§ **Text to read**
· · ·
The attitude to V. Putin is definitely positive, but it is notably worse than the attitude to D. Medvedev was after the election of the latter. However, D. Medvedev in June 2008 was, in fact, the unknown for Belarusians, “a pig in a poke (or rather a bear! the Russian family name “Medvedev” derives from the word “medved”, which is “bear” in English)“, and a warm attitude to him was a kind of advance pay. V. Putin is a well-known character in Belarus, and not all Belarusians enjoy his policy towards Belarus.

A reserved attitude to the incumbent president of Russia is also confirmed by the dynamics of his “ideal rating”, i.e. the percent of respondents who have chosen V. Putin, while answering the question “Who of the politicians listed below do you sympathize with most of all, who matches your political ideal?”: June 2004, 39.3%; 4 years ago, 31.2%; today, 19.2%.
· · ·
§ **Jobs**
1. In the passage on Belarusian views of Putin, edit the part that opens with the words containing "The attitude to V. Putin" and closes with "31.2%; today, 19.2%.", replacing "Belarusians" with "the people of Belarus".
2. In the passage on Belarusian views of Putin, what percent of respondents chose V. Putin as matching their political ideal in June 2004?
3. Write the next part of the passage on Belarusian views of Putin, picking up after its final sentence.
The data after this passage comes from a separate source.

§ **Data extract**
· · ·
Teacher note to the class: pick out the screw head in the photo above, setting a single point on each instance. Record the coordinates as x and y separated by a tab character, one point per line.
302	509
· · ·
§ **Task-by-task outputs**
1.
The attitude to V. Putin is definitely positive, but it is notably worse than the attitude to D. Medvedev was after the election of the latter. However, D. Medvedev in June 2008 was, in fact, the unknown for the people of Belarus, “a pig in a poke (or rather a bear! the Russian family name “Medvedev” derives from the word “medved”, which is “bear” in English)“, and a warm attitude to him was a kind of advance pay. V. Putin is a well-known character in Belarus, and not all the people of Belarus enjoy his policy towards Belarus.

A reserved attitude to the incumbent president of Russia is also confirmed by the dynamics of his “ideal rating”, i.e. the percent of respondents who have chosen V. Putin, while answering the question “Who of the politicians listed below do you sympathize with most of all, who matches your political ideal?”: June 2004, 39.3%; 4 years ago, 31.2%; today, 19.2%.

2. 39.3%

3.
It is notable that the attitude to the favorite foreign-policy child of V. Putin, i.e. the Eurasian Union, near exactly matches the attitude to his persona (Table 9).

Table 9. Distribution of the answers to the question: “President of Russia V. Putin has declared creation of a close Eurasian union with participation of Russia, Belarus, Kazakhstan and, possibly, other countries one of his political priorities. What is your attitude to this idea?”

Variant of answer

%

Positive

48.7

Indifferent

31.4

Negative

10.7

DA/NA

9.2

To all appearances, the mass consciousness tends to identify not the leader with the country, but rather the politician and the policy, so the attitude to V. Putin and to Putin’s policy is closely related. Besides, as regards the long-term plans of the Kremlin Master, nearly every tenth is against these plans, while the assessment of effectiveness of the Eurasian Union approach invokes a wider disillusionment (Table 10).

Table 10. Distribution of the answers to the question: “From January 1, 2012 Belarus, Kazakhstan and Russia are in the Common Economic Space. In your opinion, what are the consequences of Belarus joining this interstate structure?”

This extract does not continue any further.